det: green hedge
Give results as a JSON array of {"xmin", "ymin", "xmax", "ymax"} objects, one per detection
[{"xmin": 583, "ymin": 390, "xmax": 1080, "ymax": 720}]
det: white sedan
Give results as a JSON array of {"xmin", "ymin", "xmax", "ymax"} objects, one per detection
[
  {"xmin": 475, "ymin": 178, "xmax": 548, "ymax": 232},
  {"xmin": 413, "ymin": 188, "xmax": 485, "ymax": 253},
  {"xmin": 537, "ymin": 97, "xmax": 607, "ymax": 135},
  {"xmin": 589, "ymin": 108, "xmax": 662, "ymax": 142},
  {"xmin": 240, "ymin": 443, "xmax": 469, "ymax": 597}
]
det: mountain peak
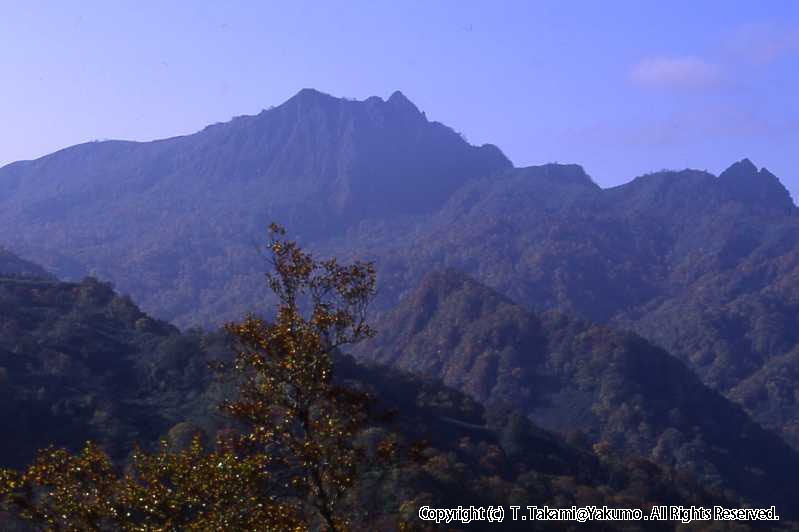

--- EXERCISE TASK ---
Transcribe all of the material above line for line, without changing anything, and leave the pictures out.

--- SOLUTION ---
det: green hedge
Give results as a JSON array of {"xmin", "ymin", "xmax", "ymax"} objects, one per detection
[{"xmin": 583, "ymin": 390, "xmax": 1080, "ymax": 720}]
det: white sedan
Give results as a JSON array of {"xmin", "ymin", "xmax", "ymax"} objects, one per detection
[
  {"xmin": 475, "ymin": 178, "xmax": 548, "ymax": 232},
  {"xmin": 413, "ymin": 188, "xmax": 485, "ymax": 253},
  {"xmin": 537, "ymin": 97, "xmax": 607, "ymax": 135},
  {"xmin": 589, "ymin": 108, "xmax": 662, "ymax": 142},
  {"xmin": 240, "ymin": 443, "xmax": 469, "ymax": 597}
]
det: mountain peak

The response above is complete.